### Tasks to perform:
(a) Can you sum up the quadratic equations exam paper in two sentences?
(b) How would you render this sentence from the quadratic equations exam paper in French: "All workings must be shown clearly for Sections B–E."
(c) Could you carry on the quadratic equations exam paper from the point where it stops?

### Passage:
______
Department of Mathematics — Secondary Education
Quadratic Equations
Annual Examination — Class X
Name
Roll No.
Section
General Instructions
- This question paper consists of five sections. Read all instructions carefully.
- Section A has 20 MCQs of 1 mark each. No negative marking.
- Section B has 5 questions of 2 marks each. Attempt all.
- Section C has 6 questions of 3 marks each. Attempt all.
- Section D has 4 questions of 5 marks each. Attempt all.
- Section E has 3 case-study questions of 4 marks each.
- All workings must be shown clearly for Sections B–E.
- Use of calculator is not permitted.
Mark Distribution
Section A
20
20 × 1 mark
Section B
10
5 × 2 marks
Section C
18
6 × 3 marks
Section D
20
4 × 5 marks
Section E
12
3 × 4 marks
Total
80
All sections
Section A
Multiple Choice Questions — Choose the most appropriate option
20 × 1 = 20 Marks
1.
The standard form of a quadratic equation in variable x is:
(a) ax + b = 0
(b) ax² + bx + c = 0, a ≠ 0
(c) ax³ + bx² + c = 0
(d) ax² = 0
[1]
2.
______
### Data under study:

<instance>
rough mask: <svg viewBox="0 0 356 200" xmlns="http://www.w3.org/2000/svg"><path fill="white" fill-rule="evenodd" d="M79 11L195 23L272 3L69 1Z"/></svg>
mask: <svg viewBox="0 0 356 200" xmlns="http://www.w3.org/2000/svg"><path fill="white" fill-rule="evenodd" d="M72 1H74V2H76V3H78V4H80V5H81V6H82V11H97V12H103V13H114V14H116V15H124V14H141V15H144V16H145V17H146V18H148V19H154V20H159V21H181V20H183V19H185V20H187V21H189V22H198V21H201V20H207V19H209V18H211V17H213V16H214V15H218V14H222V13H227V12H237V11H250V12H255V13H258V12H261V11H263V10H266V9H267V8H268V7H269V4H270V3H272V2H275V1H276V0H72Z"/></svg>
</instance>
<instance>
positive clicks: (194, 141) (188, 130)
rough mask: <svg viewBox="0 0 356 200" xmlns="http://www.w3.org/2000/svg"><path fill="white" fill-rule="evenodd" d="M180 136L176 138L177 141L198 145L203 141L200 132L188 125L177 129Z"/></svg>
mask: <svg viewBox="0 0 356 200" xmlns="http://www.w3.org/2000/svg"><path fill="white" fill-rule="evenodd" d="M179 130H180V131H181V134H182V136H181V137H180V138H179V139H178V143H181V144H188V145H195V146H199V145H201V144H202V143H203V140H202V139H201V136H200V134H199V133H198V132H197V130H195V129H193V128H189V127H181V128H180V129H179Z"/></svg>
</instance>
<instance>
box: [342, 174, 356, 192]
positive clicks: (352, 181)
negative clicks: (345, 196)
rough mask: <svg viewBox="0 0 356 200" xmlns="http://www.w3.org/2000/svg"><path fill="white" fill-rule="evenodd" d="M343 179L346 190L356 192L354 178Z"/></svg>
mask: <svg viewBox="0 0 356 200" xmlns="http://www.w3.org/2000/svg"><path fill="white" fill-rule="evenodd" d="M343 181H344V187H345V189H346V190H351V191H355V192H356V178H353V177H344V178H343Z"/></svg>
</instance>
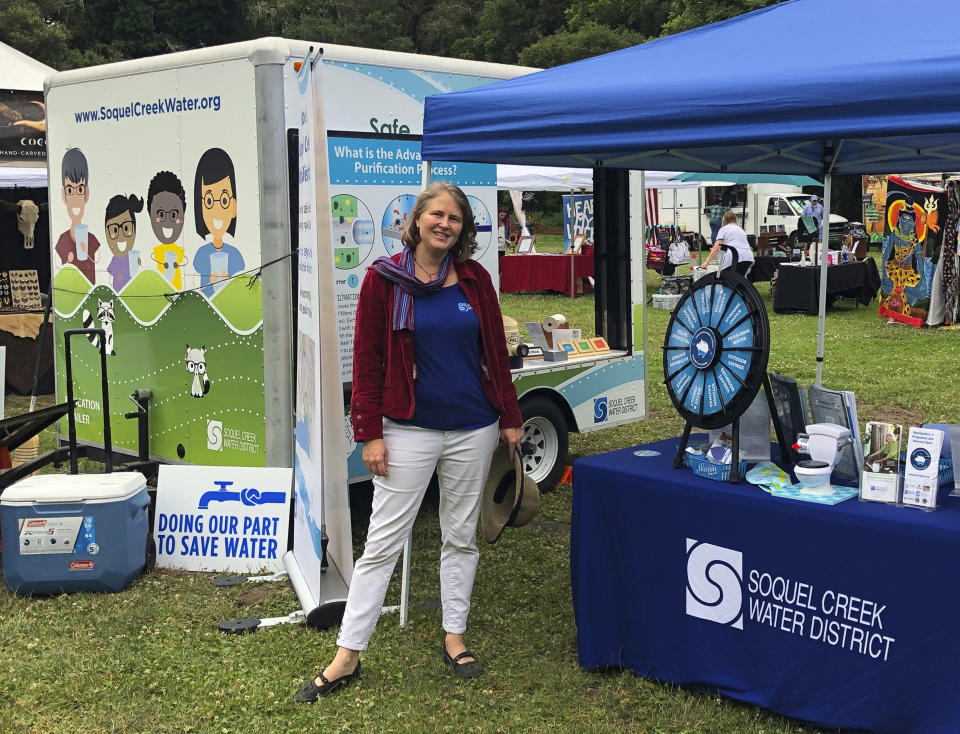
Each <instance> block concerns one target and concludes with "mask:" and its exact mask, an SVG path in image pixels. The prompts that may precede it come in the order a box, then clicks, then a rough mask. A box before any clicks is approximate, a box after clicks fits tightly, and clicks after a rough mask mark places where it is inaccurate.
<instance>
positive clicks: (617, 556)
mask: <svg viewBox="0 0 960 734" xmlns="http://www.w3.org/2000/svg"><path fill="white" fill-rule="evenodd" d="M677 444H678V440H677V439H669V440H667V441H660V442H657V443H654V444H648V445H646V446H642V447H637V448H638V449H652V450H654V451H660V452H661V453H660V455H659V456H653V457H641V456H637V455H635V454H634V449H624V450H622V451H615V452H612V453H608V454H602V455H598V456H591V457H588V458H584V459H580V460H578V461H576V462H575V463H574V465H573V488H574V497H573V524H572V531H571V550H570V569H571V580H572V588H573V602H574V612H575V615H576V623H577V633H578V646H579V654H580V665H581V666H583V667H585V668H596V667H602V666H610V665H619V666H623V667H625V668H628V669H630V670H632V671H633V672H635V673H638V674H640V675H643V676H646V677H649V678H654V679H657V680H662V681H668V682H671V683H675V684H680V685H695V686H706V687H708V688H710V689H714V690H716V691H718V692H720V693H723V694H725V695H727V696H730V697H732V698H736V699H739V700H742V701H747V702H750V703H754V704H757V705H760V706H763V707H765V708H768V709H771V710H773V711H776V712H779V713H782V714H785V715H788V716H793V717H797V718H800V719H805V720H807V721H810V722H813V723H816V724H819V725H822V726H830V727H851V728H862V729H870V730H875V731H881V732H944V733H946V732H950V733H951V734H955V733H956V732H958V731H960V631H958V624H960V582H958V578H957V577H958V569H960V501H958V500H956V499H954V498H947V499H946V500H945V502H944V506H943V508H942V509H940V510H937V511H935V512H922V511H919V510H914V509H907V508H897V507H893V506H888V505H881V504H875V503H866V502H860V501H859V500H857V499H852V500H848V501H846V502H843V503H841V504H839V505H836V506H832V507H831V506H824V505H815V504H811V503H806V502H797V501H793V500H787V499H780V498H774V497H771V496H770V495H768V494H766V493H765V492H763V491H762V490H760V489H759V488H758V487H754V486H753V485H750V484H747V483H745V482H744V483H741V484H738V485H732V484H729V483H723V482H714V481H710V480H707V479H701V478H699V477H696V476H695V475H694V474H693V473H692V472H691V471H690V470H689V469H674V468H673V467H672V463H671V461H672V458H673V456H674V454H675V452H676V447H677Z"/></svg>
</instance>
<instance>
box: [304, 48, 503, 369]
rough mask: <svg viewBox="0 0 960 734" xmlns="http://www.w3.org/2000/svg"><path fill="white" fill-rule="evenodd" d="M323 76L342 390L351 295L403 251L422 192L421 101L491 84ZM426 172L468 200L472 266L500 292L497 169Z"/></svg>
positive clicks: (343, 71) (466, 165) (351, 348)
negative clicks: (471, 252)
______
### Results in order:
(a) The Class X annual examination on quadratic equations carries 80 marks across five sections: 20 one-mark MCQs in Section A, five two-mark questions in Section B, six three-mark questions in Section C, four five-mark questions in Section D and three four-mark case-study questions in Section E. Workings must be shown clearly for Sections B–E, calculators are not permitted, and the first MCQ asks for the standard form of a quadratic equation in variable x.

(b) Tous les calculs doivent être présentés clairement pour les sections B à E.

(c)
The maximum number of roots a quadratic equation can have is:
(a) 1
(b) 2
(c) 3
(d) Infinitely many
[1]
3.
The discriminant of ax² + bx + c = 0 is defined as:
(a) b² + 4ac
(b) b² − 4ac
(c) −b² − 4ac
(d) 2b − 4ac
[1]
4.
If the discriminant D > 0, then the quadratic equation has:
(a) No real roots
(b) Two equal real roots
(c) Two distinct real roots
(d) One real root only
[1]
5.
If D = 0, the roots of ax² + bx + c = 0 are:
(a) Imaginary
(b) Two distinct reals
(c) Equal: x = −b/2a
(d) Zero
[1]
6.
The roots of x² − 5x + 6 = 0 are:
(a) 2 and 3
(b) −2 and −3
(c) 1 and 6
(d) −1 and 6
[1]
7.
Which of the following is NOT a quadratic equation?
(a) 2x² + 3x − 1 = 0
(b) x(x + 1) + 8 = (x + 2)(x − 2)
(c) (x + 2)³ = x³ − 4
(d) x² − 4x + 4 = 0
[1]
8.
The discriminant of 2x² − 4x + 3 = 0 is:
(a) 8
(b) −8
(c) 4
(d) −4
[1]
9.
The roots of 100x² − 20x + 1 = 0 are:
(a) 1/10 and 1/10
(b) 1/5 and 1/10
(c) 10 and −10
(d) −1/10 and −1/10
[1]
10.
For the equation kx² + 4x + 1 = 0 to have equal roots, the value of k is:
(a) 4
(b) 2
(c) 8
(d) 16
[1]
11.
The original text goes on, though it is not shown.